The problem: Copy the listing below verbatim, starting at the line that contains "Annotation task: mark the window pediment" and continuing through the end of the listing.

-- Start of Material provided --

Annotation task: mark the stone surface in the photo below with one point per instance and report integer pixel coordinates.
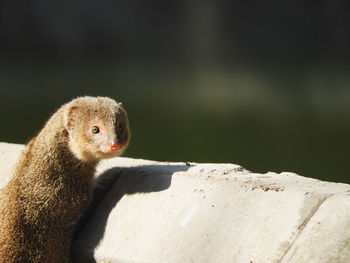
(145, 211)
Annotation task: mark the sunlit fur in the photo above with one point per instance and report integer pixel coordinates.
(52, 181)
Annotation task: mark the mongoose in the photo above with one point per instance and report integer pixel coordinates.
(52, 181)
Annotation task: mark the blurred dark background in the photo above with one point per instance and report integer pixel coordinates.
(263, 84)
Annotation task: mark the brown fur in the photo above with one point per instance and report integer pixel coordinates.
(52, 182)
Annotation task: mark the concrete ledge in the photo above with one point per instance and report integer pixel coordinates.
(145, 211)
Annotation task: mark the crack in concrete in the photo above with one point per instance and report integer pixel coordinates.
(303, 224)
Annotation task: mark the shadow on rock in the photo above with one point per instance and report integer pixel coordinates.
(112, 185)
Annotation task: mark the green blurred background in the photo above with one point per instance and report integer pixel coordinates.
(263, 84)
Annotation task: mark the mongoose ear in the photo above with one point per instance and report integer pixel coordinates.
(70, 116)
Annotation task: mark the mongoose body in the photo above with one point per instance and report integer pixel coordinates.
(52, 181)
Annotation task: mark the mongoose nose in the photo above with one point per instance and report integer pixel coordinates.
(115, 146)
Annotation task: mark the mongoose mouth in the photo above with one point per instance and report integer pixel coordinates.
(114, 150)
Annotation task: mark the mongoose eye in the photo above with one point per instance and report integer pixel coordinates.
(95, 130)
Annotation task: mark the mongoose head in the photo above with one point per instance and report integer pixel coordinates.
(98, 128)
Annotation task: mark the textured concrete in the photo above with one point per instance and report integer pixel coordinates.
(145, 211)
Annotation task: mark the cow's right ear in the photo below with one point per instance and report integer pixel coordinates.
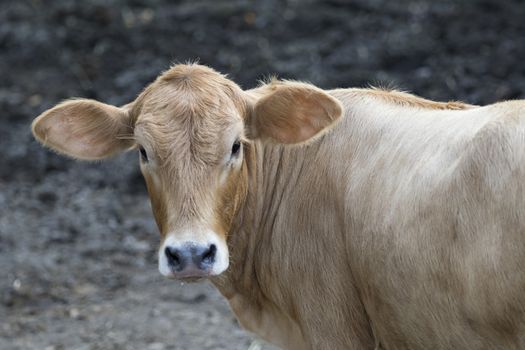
(292, 113)
(85, 129)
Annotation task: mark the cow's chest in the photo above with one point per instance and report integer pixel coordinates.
(269, 324)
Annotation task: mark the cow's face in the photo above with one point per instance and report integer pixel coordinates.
(192, 128)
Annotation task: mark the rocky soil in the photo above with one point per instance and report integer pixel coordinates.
(77, 240)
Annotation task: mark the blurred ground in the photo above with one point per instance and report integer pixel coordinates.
(77, 241)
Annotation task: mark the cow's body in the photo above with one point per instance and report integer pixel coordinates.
(414, 219)
(403, 227)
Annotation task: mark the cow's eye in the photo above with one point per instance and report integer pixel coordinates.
(143, 154)
(236, 148)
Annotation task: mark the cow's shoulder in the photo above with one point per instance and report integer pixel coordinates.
(494, 158)
(402, 98)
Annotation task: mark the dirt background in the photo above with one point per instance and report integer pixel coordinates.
(77, 240)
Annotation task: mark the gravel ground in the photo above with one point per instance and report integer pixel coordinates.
(77, 240)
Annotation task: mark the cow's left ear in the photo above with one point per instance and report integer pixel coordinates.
(292, 113)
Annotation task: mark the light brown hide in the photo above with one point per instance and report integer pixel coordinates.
(400, 228)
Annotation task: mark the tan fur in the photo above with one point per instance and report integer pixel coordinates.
(401, 228)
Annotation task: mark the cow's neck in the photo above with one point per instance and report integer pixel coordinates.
(269, 174)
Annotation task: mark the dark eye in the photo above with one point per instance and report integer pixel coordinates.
(236, 148)
(143, 154)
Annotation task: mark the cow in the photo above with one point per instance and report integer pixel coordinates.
(358, 218)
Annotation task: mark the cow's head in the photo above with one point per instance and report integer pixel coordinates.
(191, 128)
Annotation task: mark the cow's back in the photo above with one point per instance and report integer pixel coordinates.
(436, 222)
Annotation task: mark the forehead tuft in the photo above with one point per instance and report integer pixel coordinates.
(191, 89)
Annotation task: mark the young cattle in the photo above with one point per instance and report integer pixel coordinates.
(341, 219)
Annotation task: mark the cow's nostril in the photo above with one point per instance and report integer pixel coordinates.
(209, 255)
(173, 256)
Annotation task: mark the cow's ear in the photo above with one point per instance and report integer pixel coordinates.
(85, 129)
(292, 113)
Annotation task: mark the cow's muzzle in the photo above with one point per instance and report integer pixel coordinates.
(191, 260)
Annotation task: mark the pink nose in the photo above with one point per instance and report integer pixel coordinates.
(190, 259)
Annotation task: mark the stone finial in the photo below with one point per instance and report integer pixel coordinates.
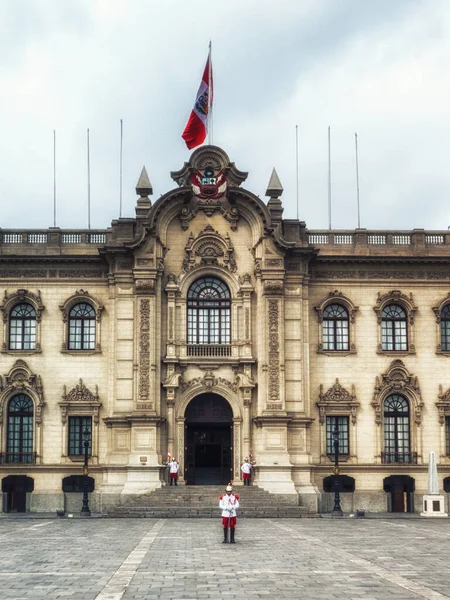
(274, 189)
(144, 187)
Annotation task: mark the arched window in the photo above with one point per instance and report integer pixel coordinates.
(209, 312)
(22, 327)
(19, 446)
(445, 328)
(396, 430)
(82, 327)
(335, 328)
(394, 328)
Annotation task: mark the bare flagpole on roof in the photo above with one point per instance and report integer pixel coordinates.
(121, 157)
(357, 180)
(54, 178)
(89, 182)
(210, 93)
(296, 165)
(329, 177)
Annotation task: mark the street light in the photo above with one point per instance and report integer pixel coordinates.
(337, 510)
(85, 512)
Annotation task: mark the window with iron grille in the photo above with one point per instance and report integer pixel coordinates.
(396, 429)
(394, 328)
(77, 426)
(82, 327)
(208, 309)
(343, 434)
(335, 328)
(445, 328)
(447, 436)
(19, 445)
(22, 327)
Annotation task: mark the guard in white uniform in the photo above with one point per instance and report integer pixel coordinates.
(173, 471)
(229, 502)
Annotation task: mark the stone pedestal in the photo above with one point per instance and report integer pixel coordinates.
(433, 506)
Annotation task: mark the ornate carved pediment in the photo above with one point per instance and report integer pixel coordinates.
(396, 297)
(337, 400)
(443, 405)
(209, 248)
(337, 297)
(80, 400)
(9, 300)
(21, 379)
(397, 380)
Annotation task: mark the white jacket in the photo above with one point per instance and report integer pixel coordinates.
(229, 504)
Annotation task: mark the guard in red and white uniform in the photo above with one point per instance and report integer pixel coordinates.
(229, 502)
(246, 469)
(173, 471)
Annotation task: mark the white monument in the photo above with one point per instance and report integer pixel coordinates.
(433, 502)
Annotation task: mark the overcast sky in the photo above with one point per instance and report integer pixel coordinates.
(380, 68)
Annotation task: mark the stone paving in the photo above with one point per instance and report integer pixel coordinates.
(183, 559)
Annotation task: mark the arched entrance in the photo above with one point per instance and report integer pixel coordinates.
(15, 489)
(208, 438)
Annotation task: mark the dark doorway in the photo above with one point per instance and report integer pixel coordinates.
(15, 488)
(401, 493)
(208, 435)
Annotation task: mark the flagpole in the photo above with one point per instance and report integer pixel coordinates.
(329, 177)
(357, 180)
(296, 165)
(210, 91)
(89, 182)
(121, 158)
(54, 178)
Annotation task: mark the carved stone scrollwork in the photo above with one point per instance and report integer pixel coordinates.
(21, 379)
(209, 248)
(337, 400)
(443, 405)
(80, 398)
(398, 380)
(144, 350)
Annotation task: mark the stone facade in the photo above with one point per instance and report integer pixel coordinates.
(277, 373)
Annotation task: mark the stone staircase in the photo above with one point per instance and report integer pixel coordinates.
(203, 501)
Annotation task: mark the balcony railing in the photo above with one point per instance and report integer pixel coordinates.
(19, 458)
(388, 458)
(209, 350)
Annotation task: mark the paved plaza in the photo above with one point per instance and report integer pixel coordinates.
(114, 559)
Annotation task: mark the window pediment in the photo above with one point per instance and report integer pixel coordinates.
(337, 400)
(211, 249)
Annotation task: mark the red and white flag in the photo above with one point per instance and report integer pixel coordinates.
(196, 128)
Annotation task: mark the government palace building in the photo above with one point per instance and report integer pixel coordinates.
(210, 329)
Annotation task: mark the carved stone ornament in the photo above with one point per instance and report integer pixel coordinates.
(80, 399)
(397, 380)
(396, 297)
(21, 379)
(81, 296)
(337, 297)
(9, 300)
(211, 249)
(145, 286)
(443, 405)
(208, 381)
(337, 400)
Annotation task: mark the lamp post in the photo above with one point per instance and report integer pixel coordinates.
(85, 512)
(337, 510)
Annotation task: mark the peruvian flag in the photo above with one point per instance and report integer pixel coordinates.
(195, 131)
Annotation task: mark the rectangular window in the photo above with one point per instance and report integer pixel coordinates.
(77, 425)
(343, 428)
(447, 436)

-- End of Material provided --

Exercise output:
Annotation task: mark the window pediment in the photo above with one point per instance and report integer pixel coordinates.
(337, 400)
(211, 249)
Annotation task: mark the red and white flag in the photo above with one point per instance and report integer pixel coordinates.
(196, 128)
Annotation task: mark the government palace building in the photo above with one point per instance and report integer pixel coordinates.
(210, 329)
Annotation task: mark the carved stone ornament in the photo above with one point per instance and report integer pixel coordinates.
(80, 399)
(397, 380)
(396, 297)
(21, 379)
(81, 296)
(337, 297)
(9, 300)
(211, 249)
(145, 286)
(443, 405)
(208, 381)
(337, 400)
Annotation task: mark the lamp post in the photo above with one point per instance and report integer pixel coordinates.
(85, 512)
(337, 510)
Annotation task: mark the peruvian flag in the photo above with one point per instance and report integer pixel coordinates.
(195, 131)
Annotation task: mark the rectangular window in the photo above with one point per instance and report integer pixel coordinates.
(77, 425)
(343, 428)
(447, 436)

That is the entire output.